====== Records provided

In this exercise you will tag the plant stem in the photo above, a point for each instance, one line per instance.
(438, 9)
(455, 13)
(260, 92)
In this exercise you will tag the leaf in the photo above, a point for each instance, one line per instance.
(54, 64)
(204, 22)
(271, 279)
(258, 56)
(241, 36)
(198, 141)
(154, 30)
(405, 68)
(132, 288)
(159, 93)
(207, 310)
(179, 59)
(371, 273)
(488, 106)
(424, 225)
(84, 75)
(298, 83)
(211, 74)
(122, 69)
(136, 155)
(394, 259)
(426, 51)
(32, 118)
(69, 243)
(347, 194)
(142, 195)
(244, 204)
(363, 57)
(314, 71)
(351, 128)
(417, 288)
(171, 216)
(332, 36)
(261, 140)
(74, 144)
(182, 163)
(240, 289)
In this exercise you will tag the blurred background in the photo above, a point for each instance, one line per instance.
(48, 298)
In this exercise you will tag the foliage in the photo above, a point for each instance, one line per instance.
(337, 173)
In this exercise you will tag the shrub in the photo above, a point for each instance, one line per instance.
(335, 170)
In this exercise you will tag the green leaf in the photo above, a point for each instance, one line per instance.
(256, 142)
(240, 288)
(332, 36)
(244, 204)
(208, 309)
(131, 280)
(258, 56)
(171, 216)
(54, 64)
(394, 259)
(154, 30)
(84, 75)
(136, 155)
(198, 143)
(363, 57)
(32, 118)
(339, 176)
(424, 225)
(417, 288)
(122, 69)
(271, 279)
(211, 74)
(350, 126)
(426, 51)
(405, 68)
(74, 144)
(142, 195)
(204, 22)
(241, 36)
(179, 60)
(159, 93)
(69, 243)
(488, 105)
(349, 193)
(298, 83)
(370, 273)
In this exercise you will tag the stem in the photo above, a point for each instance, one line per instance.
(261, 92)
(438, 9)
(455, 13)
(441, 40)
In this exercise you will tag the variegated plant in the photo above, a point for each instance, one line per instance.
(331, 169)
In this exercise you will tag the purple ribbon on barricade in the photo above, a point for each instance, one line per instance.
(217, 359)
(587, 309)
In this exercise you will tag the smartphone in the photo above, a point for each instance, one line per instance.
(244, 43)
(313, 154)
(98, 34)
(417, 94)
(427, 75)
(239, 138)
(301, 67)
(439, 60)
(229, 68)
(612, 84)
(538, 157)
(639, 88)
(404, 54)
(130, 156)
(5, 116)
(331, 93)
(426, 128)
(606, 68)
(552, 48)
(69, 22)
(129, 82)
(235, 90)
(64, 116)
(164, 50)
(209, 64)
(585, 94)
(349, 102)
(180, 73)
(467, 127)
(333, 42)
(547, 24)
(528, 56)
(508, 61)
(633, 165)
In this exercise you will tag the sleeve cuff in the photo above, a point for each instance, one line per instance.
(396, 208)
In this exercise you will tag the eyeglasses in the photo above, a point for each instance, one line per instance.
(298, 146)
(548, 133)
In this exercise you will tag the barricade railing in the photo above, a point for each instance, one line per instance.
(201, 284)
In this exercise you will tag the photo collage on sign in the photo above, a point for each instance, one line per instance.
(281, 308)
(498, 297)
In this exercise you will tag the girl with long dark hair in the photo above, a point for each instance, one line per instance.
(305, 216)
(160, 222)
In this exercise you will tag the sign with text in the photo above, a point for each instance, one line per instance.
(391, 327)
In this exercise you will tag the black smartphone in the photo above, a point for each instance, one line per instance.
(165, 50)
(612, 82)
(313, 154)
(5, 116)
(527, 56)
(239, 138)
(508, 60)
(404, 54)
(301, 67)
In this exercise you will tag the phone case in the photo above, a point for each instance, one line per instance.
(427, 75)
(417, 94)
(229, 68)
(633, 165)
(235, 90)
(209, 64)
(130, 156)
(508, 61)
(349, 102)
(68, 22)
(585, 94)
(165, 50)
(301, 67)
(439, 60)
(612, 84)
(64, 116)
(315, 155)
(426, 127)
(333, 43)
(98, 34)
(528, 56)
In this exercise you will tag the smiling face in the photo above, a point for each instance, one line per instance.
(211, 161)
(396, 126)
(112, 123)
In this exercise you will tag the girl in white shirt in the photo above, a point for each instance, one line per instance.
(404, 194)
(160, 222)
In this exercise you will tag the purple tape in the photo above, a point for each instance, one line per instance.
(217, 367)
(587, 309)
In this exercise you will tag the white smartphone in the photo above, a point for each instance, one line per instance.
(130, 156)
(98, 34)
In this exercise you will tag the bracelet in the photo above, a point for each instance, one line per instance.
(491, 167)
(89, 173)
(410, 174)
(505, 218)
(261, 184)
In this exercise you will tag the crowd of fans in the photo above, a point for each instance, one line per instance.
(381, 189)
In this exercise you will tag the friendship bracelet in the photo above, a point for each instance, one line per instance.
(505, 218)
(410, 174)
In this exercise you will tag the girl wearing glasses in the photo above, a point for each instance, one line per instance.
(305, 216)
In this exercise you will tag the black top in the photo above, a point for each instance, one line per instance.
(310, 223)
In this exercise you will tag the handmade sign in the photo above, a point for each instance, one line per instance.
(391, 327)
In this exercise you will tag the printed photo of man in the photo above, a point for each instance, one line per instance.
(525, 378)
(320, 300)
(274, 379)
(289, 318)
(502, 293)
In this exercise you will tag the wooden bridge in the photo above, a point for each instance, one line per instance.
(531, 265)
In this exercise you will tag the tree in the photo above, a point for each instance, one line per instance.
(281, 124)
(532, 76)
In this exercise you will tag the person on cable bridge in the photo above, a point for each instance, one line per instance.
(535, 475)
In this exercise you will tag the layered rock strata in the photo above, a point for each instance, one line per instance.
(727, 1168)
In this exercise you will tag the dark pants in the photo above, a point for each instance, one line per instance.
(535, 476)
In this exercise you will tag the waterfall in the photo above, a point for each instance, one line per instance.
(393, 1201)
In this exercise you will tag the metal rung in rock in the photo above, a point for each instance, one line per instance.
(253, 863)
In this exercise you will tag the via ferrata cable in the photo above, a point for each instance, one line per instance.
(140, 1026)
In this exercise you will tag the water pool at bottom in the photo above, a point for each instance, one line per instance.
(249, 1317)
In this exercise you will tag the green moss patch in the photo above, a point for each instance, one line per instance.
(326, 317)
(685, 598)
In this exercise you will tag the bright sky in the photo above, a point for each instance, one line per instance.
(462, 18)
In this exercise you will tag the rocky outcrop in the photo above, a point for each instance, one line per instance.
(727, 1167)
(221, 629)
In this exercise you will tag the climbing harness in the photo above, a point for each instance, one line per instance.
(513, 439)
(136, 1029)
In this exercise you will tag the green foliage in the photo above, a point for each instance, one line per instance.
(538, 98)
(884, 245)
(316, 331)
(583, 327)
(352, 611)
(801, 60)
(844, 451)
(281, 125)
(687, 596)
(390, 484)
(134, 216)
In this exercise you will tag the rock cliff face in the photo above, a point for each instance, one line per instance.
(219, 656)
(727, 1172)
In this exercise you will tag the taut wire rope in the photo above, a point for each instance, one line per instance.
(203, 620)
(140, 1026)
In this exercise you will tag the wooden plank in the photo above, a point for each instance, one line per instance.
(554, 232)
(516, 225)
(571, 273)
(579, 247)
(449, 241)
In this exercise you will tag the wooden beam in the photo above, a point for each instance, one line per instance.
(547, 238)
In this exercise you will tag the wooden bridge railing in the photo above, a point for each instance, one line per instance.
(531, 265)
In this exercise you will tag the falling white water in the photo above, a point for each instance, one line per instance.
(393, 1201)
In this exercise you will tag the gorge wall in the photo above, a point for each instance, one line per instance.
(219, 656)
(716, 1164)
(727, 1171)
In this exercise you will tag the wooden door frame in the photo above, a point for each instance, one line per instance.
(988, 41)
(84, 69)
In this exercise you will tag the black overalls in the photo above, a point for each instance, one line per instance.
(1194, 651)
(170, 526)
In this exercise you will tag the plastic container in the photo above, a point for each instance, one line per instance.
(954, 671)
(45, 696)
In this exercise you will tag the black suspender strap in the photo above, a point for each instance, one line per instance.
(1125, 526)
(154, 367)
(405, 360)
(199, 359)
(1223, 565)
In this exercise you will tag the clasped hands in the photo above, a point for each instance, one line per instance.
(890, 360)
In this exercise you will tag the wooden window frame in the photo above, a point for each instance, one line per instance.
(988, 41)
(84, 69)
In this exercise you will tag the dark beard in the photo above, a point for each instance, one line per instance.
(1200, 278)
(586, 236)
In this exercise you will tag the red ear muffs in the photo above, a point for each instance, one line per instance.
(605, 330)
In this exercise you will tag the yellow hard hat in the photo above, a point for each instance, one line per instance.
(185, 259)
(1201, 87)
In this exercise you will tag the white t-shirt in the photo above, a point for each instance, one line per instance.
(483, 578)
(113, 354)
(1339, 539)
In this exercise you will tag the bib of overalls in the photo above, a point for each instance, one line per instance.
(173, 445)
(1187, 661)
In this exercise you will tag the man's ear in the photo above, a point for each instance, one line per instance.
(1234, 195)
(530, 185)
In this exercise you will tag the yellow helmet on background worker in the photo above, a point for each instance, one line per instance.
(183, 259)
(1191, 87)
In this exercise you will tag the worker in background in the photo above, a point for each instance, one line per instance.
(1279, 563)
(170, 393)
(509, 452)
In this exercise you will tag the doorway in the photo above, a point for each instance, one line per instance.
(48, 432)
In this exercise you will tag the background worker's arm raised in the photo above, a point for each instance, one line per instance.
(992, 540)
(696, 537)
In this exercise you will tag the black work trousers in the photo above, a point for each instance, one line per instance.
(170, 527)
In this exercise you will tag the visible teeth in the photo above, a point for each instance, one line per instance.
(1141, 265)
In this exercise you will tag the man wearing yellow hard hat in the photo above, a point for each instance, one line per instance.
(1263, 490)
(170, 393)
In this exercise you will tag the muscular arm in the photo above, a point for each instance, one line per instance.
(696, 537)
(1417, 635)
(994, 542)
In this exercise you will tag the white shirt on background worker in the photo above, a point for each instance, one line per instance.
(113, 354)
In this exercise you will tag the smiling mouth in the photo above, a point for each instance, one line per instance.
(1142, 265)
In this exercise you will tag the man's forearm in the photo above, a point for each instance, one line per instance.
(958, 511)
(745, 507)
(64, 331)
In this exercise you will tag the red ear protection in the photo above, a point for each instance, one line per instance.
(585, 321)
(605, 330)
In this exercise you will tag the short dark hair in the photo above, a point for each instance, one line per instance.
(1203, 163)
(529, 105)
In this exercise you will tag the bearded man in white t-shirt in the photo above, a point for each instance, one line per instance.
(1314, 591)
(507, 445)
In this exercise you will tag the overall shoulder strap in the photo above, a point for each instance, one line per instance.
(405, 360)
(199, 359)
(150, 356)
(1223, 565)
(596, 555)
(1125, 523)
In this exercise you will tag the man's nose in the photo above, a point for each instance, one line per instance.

============

» Assigned task:
Each line from the one containing "In this exercise you will tag the bearded" to the close of the records must appear in the output exactly, and no other line.

» Solution to this task:
In this exercise you will tag the bearded man in white t-shirt in the photo above, a point for each instance, one line per instance.
(1314, 591)
(507, 445)
In this exercise you will tag the overall shoulder strap in the photo above, a point for each instance, one line per instance.
(405, 360)
(199, 359)
(150, 356)
(1223, 565)
(596, 555)
(1125, 523)
In this exercise you will tag the man's nose in the photo above, a point for each instance, one line per instance.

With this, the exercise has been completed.